#### The data ####

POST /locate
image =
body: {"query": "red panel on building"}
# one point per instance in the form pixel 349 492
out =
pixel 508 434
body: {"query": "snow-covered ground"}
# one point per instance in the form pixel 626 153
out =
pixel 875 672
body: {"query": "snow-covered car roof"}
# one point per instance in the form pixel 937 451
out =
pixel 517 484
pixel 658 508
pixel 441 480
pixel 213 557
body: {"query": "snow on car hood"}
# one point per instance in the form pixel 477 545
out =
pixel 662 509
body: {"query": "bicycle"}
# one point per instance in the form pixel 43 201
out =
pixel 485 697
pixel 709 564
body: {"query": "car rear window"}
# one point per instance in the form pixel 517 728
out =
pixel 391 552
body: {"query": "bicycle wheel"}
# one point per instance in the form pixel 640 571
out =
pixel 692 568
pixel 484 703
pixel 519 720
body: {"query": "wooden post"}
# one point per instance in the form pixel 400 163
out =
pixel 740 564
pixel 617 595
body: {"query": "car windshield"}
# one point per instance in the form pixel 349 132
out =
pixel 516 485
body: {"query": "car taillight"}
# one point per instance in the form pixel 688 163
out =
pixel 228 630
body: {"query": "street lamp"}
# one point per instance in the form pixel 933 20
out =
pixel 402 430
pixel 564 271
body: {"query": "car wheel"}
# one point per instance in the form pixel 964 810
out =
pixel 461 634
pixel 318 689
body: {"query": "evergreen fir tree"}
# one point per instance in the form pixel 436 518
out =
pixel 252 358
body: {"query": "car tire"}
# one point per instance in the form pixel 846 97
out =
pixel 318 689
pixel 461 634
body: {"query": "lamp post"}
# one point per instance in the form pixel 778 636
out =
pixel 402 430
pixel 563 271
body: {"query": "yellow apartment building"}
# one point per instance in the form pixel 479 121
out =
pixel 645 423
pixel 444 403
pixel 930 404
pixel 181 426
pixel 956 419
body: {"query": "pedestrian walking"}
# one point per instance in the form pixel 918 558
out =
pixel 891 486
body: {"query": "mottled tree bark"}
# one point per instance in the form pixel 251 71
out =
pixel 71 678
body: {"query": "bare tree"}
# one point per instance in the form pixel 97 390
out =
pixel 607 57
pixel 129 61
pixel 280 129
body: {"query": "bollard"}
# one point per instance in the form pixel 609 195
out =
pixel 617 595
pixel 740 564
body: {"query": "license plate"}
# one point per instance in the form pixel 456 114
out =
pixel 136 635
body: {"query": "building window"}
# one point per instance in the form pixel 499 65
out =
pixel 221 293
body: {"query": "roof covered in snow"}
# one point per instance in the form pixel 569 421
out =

####

Exercise directions
Take each record above and return it verbatim.

Solution for this task
POST /locate
image =
body: {"query": "red panel on building"}
# one point per instance in the form pixel 349 492
out =
pixel 508 434
body: {"query": "snow-covered ground"}
# one point per instance in the form pixel 626 153
out =
pixel 875 672
body: {"query": "snow-covered car roof"}
# one point per instance in the form pixel 937 451
out =
pixel 517 484
pixel 658 508
pixel 441 480
pixel 213 557
body: {"query": "snow on car hood"}
# one point per instance in the form pixel 477 545
out =
pixel 662 509
body: {"query": "bicycle"}
# one point per instance in the form pixel 43 201
out =
pixel 485 697
pixel 709 564
body: {"query": "car rear window"}
# one point per instance in the form pixel 517 728
out =
pixel 391 552
body: {"query": "bicycle wheel"}
# one point per instance in the form pixel 640 571
out =
pixel 692 568
pixel 484 703
pixel 519 720
body: {"query": "wooden post"}
# one point per instance in the form pixel 400 163
out =
pixel 740 564
pixel 617 595
body: {"query": "car windshield"}
# one point per instance in the form pixel 349 132
out =
pixel 516 485
body: {"query": "car taillight"}
# one point per instance in the form pixel 688 163
out =
pixel 228 630
body: {"query": "street lamp"}
# one point per instance in the form pixel 933 20
out =
pixel 402 430
pixel 564 271
body: {"query": "car wheel"}
# one point per instance in the form pixel 964 810
out =
pixel 461 634
pixel 318 689
body: {"query": "evergreen fir tree"}
# one point per instance in the form pixel 436 518
out =
pixel 252 358
body: {"query": "car tire"}
# one point per instance in the form pixel 846 97
out =
pixel 318 689
pixel 461 634
body: {"query": "lamp post"}
# one point per instance in the form pixel 778 636
out =
pixel 402 430
pixel 563 271
body: {"query": "yellow apartment building"}
# one point per instance in the form pixel 479 121
out =
pixel 645 423
pixel 444 403
pixel 930 404
pixel 181 426
pixel 956 419
body: {"query": "pedestrian walking"}
# one point per instance in the form pixel 918 558
out =
pixel 891 486
body: {"query": "mottled tree bark"}
# one point per instance in the form pixel 251 71
out =
pixel 71 678
body: {"query": "bare tree"}
# one point per instance in the form pixel 97 390
out =
pixel 607 57
pixel 129 61
pixel 280 129
body: {"query": "bollard"}
# one point per instance in the form pixel 609 195
out =
pixel 617 595
pixel 740 564
body: {"query": "license plate"}
# one point per instance in the form pixel 456 114
out =
pixel 136 635
body: {"query": "building window"}
# one point per instance in the form pixel 499 65
out =
pixel 221 293
body: {"query": "roof covered in snow"}
# one point per instance in the form pixel 569 421
out =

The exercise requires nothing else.